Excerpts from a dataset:

╔══

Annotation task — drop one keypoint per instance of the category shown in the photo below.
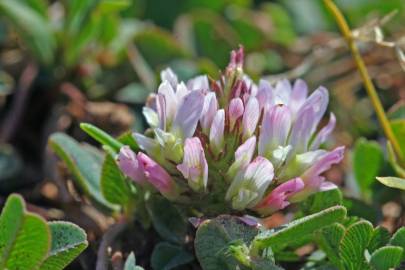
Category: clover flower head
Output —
(232, 144)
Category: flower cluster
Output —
(233, 143)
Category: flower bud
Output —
(243, 156)
(250, 184)
(275, 128)
(235, 111)
(279, 197)
(250, 117)
(158, 177)
(129, 165)
(217, 132)
(194, 167)
(188, 114)
(208, 113)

╚══

Across all the lines above, repeat the wording exactly and omit the pictures.

■ **Output below**:
Annotation task — drop one keypoint per instance of the category shown in the photo below.
Category: clover flower head
Output —
(232, 144)
Category: flower cluster
Output —
(233, 143)
Category: flower bud
Output —
(243, 156)
(250, 184)
(275, 128)
(235, 111)
(279, 197)
(250, 117)
(158, 177)
(129, 165)
(217, 132)
(194, 167)
(188, 114)
(208, 113)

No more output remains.